PROBLEM TO SOLVE: In the blog post on naming romance heroes, reproduce everything from "1) It’s a GREAT" down to "with me anyway)".

TEXT UNDER STUDY:
┌──

May 24 2011

Beyond Jack and Jake: What to Name Your Hero

Guess who? We have Jennifer Shirk here today! Yay! Let’s talk character naming!

Beyond Jack and Jake: What to Name Your Hero

I talked about this subject this time last year, and I thought it was so interesting, I figured I bring it here for cool discussion.

A few things struck me as I picked up yet another romance novel that had Jack as the hero’s name.

1) It’s a GREAT name for a hero. (I confess I used the name, too, in a story) and
2) Romance writers don’t really like to mess with what is already deemed a good, strong hero’s name.

It’s kind of funny how we romance writers have no problem seeking out extraordinary heroine’s names, though. I’ve seen Wanda, Sierra, Prudence, and even Tandy. But when it comes to male hero names, we tend to stick with old standbys like Jake, Sam, Keith, Mike, Matt, and Nate. And of course, Jack.

(I’m over generalizing a bit here, but stay with me anyway)

Why do we contemporary romance writers linger around these names so much? I think it’s because a name carries an IMAGE. And we all want our hero to have the image of being strong and masculine. We don’t want our heroine to fall in love with a wienie. So we don’t want a wienie name for our hero.

But what about the in-between names? The names that go beyond Jake but don’t quite reach the Roark, Tyler, or even Brent Alpha-unique level. I’m talking about names that according to one baby name book are in “fashion limbo”.

└──

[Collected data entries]
┌──

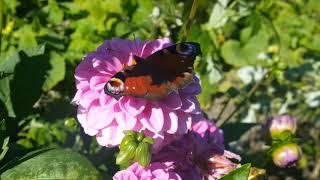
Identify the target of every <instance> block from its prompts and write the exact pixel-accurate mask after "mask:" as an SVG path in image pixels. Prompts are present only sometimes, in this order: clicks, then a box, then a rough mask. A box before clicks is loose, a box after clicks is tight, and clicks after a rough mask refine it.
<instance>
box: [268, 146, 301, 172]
mask: <svg viewBox="0 0 320 180" xmlns="http://www.w3.org/2000/svg"><path fill="white" fill-rule="evenodd" d="M301 155H302V152H301V149H300V147H299V146H298V145H297V144H295V143H290V144H285V145H283V146H281V147H279V148H277V149H276V150H275V151H273V153H272V160H273V162H274V164H275V165H276V166H278V167H281V168H285V167H292V166H295V165H296V163H297V162H298V161H299V160H300V158H301Z"/></svg>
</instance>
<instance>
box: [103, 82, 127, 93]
mask: <svg viewBox="0 0 320 180" xmlns="http://www.w3.org/2000/svg"><path fill="white" fill-rule="evenodd" d="M123 91H124V82H123V81H122V80H121V79H118V78H111V79H110V80H109V81H108V82H107V84H106V88H105V92H106V94H109V95H118V94H120V93H122V92H123Z"/></svg>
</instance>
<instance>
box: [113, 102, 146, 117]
mask: <svg viewBox="0 0 320 180" xmlns="http://www.w3.org/2000/svg"><path fill="white" fill-rule="evenodd" d="M146 104H147V101H146V100H145V99H142V98H132V97H123V98H121V99H120V103H119V105H120V108H121V110H122V111H124V112H125V113H127V114H128V115H129V116H131V117H136V116H137V115H138V114H140V113H141V112H142V111H143V110H144V109H145V107H146Z"/></svg>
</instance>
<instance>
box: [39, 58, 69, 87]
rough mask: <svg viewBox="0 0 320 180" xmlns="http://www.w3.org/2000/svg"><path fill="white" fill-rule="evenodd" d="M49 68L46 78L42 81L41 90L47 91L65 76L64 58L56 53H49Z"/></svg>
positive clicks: (62, 79)
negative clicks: (43, 81)
mask: <svg viewBox="0 0 320 180" xmlns="http://www.w3.org/2000/svg"><path fill="white" fill-rule="evenodd" d="M49 63H50V65H51V69H50V70H49V71H48V72H47V78H46V80H45V81H44V83H43V86H42V90H44V91H49V90H50V89H52V88H53V87H54V86H55V85H57V84H58V83H59V82H60V81H62V80H63V79H64V77H65V73H66V64H65V61H64V58H63V57H62V56H60V55H59V54H58V53H55V52H52V53H50V62H49Z"/></svg>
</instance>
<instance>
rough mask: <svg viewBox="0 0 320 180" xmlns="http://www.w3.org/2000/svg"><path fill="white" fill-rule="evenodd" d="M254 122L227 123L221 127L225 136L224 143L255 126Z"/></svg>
mask: <svg viewBox="0 0 320 180" xmlns="http://www.w3.org/2000/svg"><path fill="white" fill-rule="evenodd" d="M256 125H257V124H256V123H240V122H236V123H227V124H225V125H223V126H222V127H221V129H222V130H223V132H224V134H225V135H226V136H225V139H224V141H225V142H226V143H228V142H231V141H237V140H239V138H240V137H241V135H243V134H244V133H245V132H247V131H248V130H249V129H251V128H252V127H254V126H256Z"/></svg>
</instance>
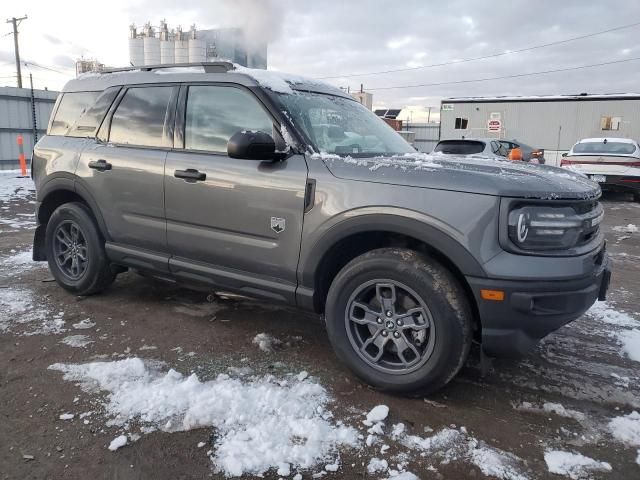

└──

ANSWER BELOW:
1) It’s a GREAT name for a hero. (I confess I used the name, too, in a story) and
2) Romance writers don’t really like to mess with what is already deemed a good, strong hero’s name.

It’s kind of funny how we romance writers have no problem seeking out extraordinary heroine’s names, though. I’ve seen Wanda, Sierra, Prudence, and even Tandy. But when it comes to male hero names, we tend to stick with old standbys like Jake, Sam, Keith, Mike, Matt, and Nate. And of course, Jack.

(I’m over generalizing a bit here, but stay with me anyway)